*** Available data

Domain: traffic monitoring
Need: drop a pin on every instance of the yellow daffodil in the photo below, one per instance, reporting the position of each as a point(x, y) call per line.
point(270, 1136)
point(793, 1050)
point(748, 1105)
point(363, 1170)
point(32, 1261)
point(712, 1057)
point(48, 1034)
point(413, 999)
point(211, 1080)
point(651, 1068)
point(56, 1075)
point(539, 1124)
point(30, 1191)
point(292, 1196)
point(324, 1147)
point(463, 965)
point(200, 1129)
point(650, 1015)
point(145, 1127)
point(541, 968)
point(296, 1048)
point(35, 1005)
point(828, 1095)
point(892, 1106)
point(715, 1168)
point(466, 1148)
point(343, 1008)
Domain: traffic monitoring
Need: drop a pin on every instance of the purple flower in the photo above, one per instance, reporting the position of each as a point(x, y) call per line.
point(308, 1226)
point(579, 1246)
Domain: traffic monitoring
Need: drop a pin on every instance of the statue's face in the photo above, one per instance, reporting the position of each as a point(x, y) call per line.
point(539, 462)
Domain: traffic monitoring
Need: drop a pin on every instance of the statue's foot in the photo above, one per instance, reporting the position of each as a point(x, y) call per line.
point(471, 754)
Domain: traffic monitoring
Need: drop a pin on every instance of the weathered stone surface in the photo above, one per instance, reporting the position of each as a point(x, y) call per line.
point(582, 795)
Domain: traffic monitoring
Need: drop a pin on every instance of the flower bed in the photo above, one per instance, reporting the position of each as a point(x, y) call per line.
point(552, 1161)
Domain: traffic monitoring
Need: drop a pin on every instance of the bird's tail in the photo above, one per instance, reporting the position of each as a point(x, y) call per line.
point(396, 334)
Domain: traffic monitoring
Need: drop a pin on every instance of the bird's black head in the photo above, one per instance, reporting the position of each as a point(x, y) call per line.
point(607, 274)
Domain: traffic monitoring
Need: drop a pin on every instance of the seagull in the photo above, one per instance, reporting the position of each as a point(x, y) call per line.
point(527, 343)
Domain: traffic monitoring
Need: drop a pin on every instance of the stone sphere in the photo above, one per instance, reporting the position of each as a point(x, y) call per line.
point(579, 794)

******

What is required: Write out the lines from the one containing "Need: drop a pin on every instance of the flower" through the last line of the records above. Include both of those lines and nothing else.

Your solution:
Need: drop a pin on every instance of the flower bed in the photo above, one per instance, reporting the position of each as a point(x, y) call per line.
point(552, 1161)
Domain: traffic monitoring
Need: drop a pin on every instance of the bird's tail in the photo above, one per instance, reporting the position of each as a point(x, y) call per line.
point(396, 334)
Domain: traffic monitoring
Need: drop a pin on every instance of the bird's black head in the photo above, one per instance, reporting the position of each as a point(x, y) call per line.
point(607, 274)
Domain: traffic monitoring
Need: drop a pin on every instance of the seagull in the photo above, one per instance, reporting the position of each as a point(x, y) call per line.
point(527, 343)
Domain: traffic monitoring
Need: drop a pin on every instance of the stone sphere in the photo above, one per instance, reporting the position of each as a point(x, y) call per line.
point(579, 794)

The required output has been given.